### SUPPLIED DATA ###

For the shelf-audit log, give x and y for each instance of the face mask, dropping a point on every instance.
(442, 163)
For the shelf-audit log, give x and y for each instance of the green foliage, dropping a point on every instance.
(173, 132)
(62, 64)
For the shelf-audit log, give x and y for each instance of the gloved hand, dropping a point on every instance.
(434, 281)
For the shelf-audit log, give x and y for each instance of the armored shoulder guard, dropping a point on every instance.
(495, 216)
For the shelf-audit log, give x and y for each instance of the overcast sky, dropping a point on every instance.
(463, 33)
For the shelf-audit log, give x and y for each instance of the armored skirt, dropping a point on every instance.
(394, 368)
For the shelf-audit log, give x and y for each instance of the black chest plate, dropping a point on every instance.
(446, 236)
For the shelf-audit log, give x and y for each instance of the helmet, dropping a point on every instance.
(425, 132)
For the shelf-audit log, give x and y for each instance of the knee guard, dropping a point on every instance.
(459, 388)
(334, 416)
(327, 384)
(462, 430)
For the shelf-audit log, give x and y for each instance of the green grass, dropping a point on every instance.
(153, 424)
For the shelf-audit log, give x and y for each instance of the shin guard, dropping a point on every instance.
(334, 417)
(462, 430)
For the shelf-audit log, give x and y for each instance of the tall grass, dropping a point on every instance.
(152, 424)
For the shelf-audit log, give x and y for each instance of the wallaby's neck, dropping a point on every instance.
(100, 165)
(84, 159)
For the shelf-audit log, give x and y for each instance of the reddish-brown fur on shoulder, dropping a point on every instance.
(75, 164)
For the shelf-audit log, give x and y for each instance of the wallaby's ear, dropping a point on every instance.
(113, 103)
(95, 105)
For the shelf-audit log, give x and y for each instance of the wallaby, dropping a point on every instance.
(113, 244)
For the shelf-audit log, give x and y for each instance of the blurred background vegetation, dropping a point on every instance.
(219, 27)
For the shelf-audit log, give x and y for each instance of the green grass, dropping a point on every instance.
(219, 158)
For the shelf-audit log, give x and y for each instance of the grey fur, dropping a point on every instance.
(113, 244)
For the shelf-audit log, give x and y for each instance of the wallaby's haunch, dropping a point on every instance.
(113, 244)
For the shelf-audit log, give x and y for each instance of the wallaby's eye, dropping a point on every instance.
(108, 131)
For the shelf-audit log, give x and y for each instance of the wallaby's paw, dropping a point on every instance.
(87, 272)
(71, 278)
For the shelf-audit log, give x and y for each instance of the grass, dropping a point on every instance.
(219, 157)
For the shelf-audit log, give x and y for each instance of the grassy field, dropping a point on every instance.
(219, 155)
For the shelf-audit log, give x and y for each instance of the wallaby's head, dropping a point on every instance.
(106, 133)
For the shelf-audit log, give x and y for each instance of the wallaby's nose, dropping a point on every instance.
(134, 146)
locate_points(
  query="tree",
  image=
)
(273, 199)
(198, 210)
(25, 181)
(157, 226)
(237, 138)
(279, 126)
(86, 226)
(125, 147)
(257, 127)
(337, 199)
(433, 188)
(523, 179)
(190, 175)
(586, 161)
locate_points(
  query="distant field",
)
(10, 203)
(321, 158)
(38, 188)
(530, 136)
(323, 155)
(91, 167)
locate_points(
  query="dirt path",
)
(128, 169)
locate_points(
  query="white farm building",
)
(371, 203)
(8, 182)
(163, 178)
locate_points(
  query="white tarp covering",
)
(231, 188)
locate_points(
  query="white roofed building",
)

###

◆ EXERCISE DETAILS
Your task is to restate every record word for word.

◆ TASK RESULT
For the shelf-audit log, give x and y for each instance of the face mask, dropping a point on every instance.
(442, 163)
For the shelf-audit log, give x and y for each instance of the green foliage, dropping a point on every instance.
(173, 132)
(62, 64)
For the shelf-audit log, give x and y for each instance of the gloved hand, dropping a point on every instance.
(434, 281)
For the shelf-audit log, give x and y for each instance of the armored shoulder guard, dropping a point on every instance.
(495, 216)
For the shelf-audit log, give x and y for each instance of the overcast sky, dropping a point on every instance.
(463, 33)
For the shelf-audit log, give x and y for each instance of the armored skirt, dropping a point on every instance.
(394, 368)
For the shelf-audit log, give x and y for each instance of the black chest plate, dropping a point on every instance.
(446, 236)
For the shelf-audit log, give x and y for each instance of the helmet, dropping a point on every instance.
(425, 132)
For the shelf-audit log, give x and y for each instance of the knee guard, dropping a point on every instance.
(459, 388)
(334, 416)
(327, 384)
(462, 430)
For the shelf-audit log, give x and y for each instance of the green grass, dropping a point on every instance.
(153, 424)
For the shelf-audit log, give x and y for each instance of the shin guard, dropping a point on every instance.
(334, 417)
(462, 430)
For the shelf-audit log, give x and y for each instance of the tall grass, dropping a point on every instance.
(152, 424)
For the shelf-audit log, give x and y for each instance of the wallaby's neck, dropping a point on every instance.
(100, 165)
(84, 159)
For the shelf-audit log, give x and y for each instance of the reddish-brown fur on shoulder, dropping a point on every instance.
(75, 164)
For the shelf-audit log, give x and y for each instance of the wallaby's ear, dropping a point on every instance.
(113, 103)
(95, 105)
For the shelf-audit log, give x and y for each instance of the wallaby, dropping a point on every instance.
(113, 244)
For the shelf-audit log, give x and y for each instance of the blurred background vegetation, dropping a point on every instance.
(219, 27)
For the shelf-audit log, give x and y for each instance of the green grass, dropping a point on every instance.
(219, 158)
For the shelf-audit log, give x and y for each instance of the grey fur, dropping a point on every instance.
(113, 244)
For the shelf-audit log, give x and y for each instance of the wallaby's haunch, dropping a point on every instance.
(113, 244)
For the shelf-audit log, give x and y for each instance of the wallaby's eye, dropping a point on every instance.
(108, 131)
For the shelf-audit log, give x and y for each instance of the wallaby's paw, dropping a point on every instance.
(87, 272)
(71, 278)
For the shelf-audit log, give x and y for each instance of the grass, dropping a point on every instance.
(219, 157)
For the shelf-audit log, give x and y for each instance of the grassy field, dropping a point on every instance.
(219, 155)
For the shelf-audit log, give x and y for each instance of the wallaby's head, dropping a point on every instance.
(106, 133)
For the shelf-audit log, give x and y for each instance of the wallaby's nose, dropping a point on every instance.
(134, 146)
locate_points(
  query="tree",
  image=
)
(273, 199)
(198, 210)
(25, 181)
(157, 226)
(237, 138)
(279, 126)
(86, 226)
(125, 147)
(257, 127)
(337, 199)
(433, 188)
(523, 179)
(190, 175)
(586, 161)
locate_points(
  query="distant field",
)
(10, 203)
(321, 158)
(38, 188)
(530, 136)
(323, 155)
(91, 167)
locate_points(
  query="dirt path",
)
(128, 169)
locate_points(
  query="white farm building",
)
(371, 203)
(8, 182)
(163, 178)
locate_points(
  query="white tarp covering",
)
(231, 188)
locate_points(
  query="white roofed building",
)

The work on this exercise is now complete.